**Short exercise**
In the records below, locate the line containing "of the gutter", then extract it and all following lines exactly, ending with the last line.
BEGIN
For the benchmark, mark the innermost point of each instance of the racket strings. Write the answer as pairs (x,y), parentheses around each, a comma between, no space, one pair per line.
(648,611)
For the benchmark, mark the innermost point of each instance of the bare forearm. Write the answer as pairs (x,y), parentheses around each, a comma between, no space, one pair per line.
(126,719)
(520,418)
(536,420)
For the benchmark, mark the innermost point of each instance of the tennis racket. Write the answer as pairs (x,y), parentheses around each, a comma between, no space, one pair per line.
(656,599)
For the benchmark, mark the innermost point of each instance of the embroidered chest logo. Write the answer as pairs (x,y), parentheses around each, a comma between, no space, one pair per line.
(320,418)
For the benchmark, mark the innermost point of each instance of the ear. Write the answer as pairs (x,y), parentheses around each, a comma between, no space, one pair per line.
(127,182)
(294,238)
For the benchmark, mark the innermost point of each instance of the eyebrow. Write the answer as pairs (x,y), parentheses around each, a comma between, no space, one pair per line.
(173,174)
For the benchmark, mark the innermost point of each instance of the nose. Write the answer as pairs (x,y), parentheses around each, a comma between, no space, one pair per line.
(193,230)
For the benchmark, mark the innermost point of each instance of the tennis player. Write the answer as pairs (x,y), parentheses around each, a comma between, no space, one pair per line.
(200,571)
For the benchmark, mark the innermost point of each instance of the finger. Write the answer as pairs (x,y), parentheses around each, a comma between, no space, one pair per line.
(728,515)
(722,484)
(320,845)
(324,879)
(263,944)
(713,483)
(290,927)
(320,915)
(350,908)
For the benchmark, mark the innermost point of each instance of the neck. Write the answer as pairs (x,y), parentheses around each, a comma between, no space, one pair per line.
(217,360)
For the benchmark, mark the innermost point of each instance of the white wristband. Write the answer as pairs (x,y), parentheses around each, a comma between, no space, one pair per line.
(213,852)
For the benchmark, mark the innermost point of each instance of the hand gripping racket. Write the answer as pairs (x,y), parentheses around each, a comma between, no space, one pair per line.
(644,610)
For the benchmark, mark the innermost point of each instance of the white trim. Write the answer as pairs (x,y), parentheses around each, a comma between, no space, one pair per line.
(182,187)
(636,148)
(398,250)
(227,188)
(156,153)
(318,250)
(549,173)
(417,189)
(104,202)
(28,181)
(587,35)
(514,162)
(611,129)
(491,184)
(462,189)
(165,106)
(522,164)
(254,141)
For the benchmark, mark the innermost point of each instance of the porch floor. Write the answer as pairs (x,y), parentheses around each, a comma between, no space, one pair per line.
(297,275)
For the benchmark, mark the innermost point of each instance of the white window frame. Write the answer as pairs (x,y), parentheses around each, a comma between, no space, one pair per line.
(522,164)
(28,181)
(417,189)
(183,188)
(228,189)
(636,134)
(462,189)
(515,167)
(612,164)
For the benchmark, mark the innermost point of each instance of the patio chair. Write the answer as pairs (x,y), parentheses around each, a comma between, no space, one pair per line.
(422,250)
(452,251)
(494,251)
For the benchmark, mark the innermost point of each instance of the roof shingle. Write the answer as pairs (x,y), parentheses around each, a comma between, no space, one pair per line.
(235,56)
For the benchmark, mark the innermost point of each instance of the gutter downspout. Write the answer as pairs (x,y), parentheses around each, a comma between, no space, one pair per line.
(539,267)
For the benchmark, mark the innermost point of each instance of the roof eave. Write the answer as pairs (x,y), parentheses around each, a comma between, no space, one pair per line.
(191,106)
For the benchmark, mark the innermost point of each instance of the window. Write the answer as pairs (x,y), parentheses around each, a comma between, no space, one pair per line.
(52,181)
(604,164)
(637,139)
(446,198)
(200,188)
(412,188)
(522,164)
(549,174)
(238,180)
END
**Solution to this exercise**
For the benchmark, mark the innermost point of each instance of the gutter downspout. Write the answer as pairs (x,y), parentheses around each, a comma between, no space, one pair per line.
(539,267)
For the benchmark, mark the innermost point of each instance of the roof eave. Write the answer as pairs (x,y), parentheses around each, a comma between, no space, one pair per line.
(191,106)
For the benchmark, mark the innermost point of each instance of the window. Write the answer as pairs (x,y), parentheses around each, a comma between, no space, one pair per line.
(52,181)
(604,164)
(637,139)
(446,198)
(200,188)
(412,188)
(522,164)
(549,174)
(238,180)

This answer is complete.